• Exercise goal:
Present the data below as a Markdown table with the columns "Row" and "Text," one numbered row per line, omitting blank lines and leaving the pictures out.

• Records for the exercise:

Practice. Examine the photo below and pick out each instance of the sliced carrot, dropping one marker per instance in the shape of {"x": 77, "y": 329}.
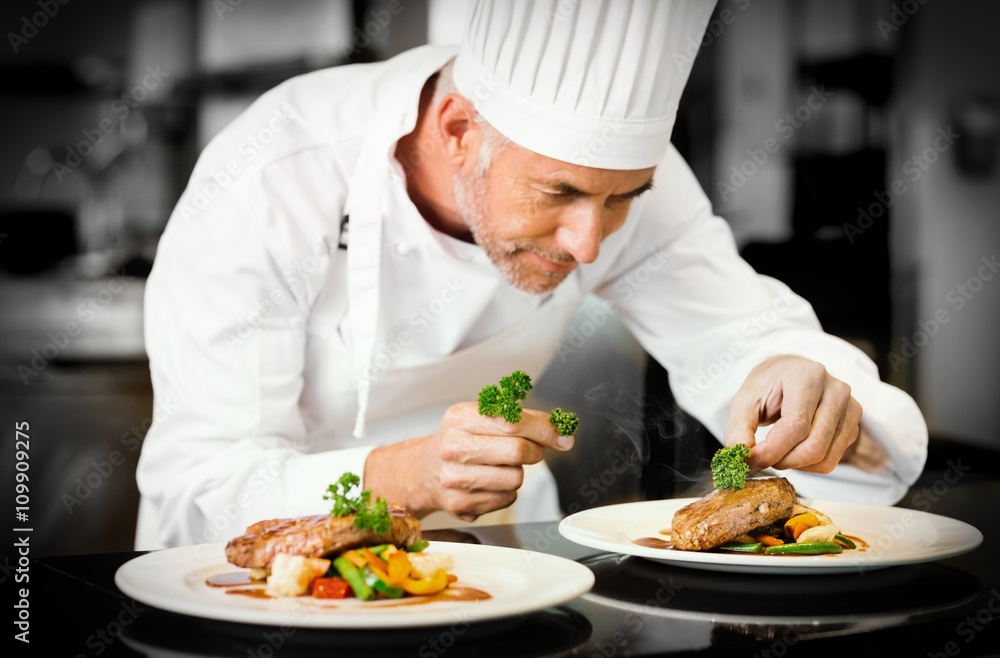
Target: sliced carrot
{"x": 430, "y": 585}
{"x": 768, "y": 540}
{"x": 355, "y": 558}
{"x": 374, "y": 560}
{"x": 796, "y": 525}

• The answer:
| Row | Text |
|---|---|
| 1 | Practice. Examine the photo below and pick out each instance of the sliced carrot, dropping one marker per instance in the shape of {"x": 77, "y": 329}. |
| 2 | Target: sliced carrot |
| 3 | {"x": 430, "y": 585} |
| 4 | {"x": 768, "y": 540} |
| 5 | {"x": 355, "y": 558} |
| 6 | {"x": 374, "y": 560} |
| 7 | {"x": 796, "y": 525} |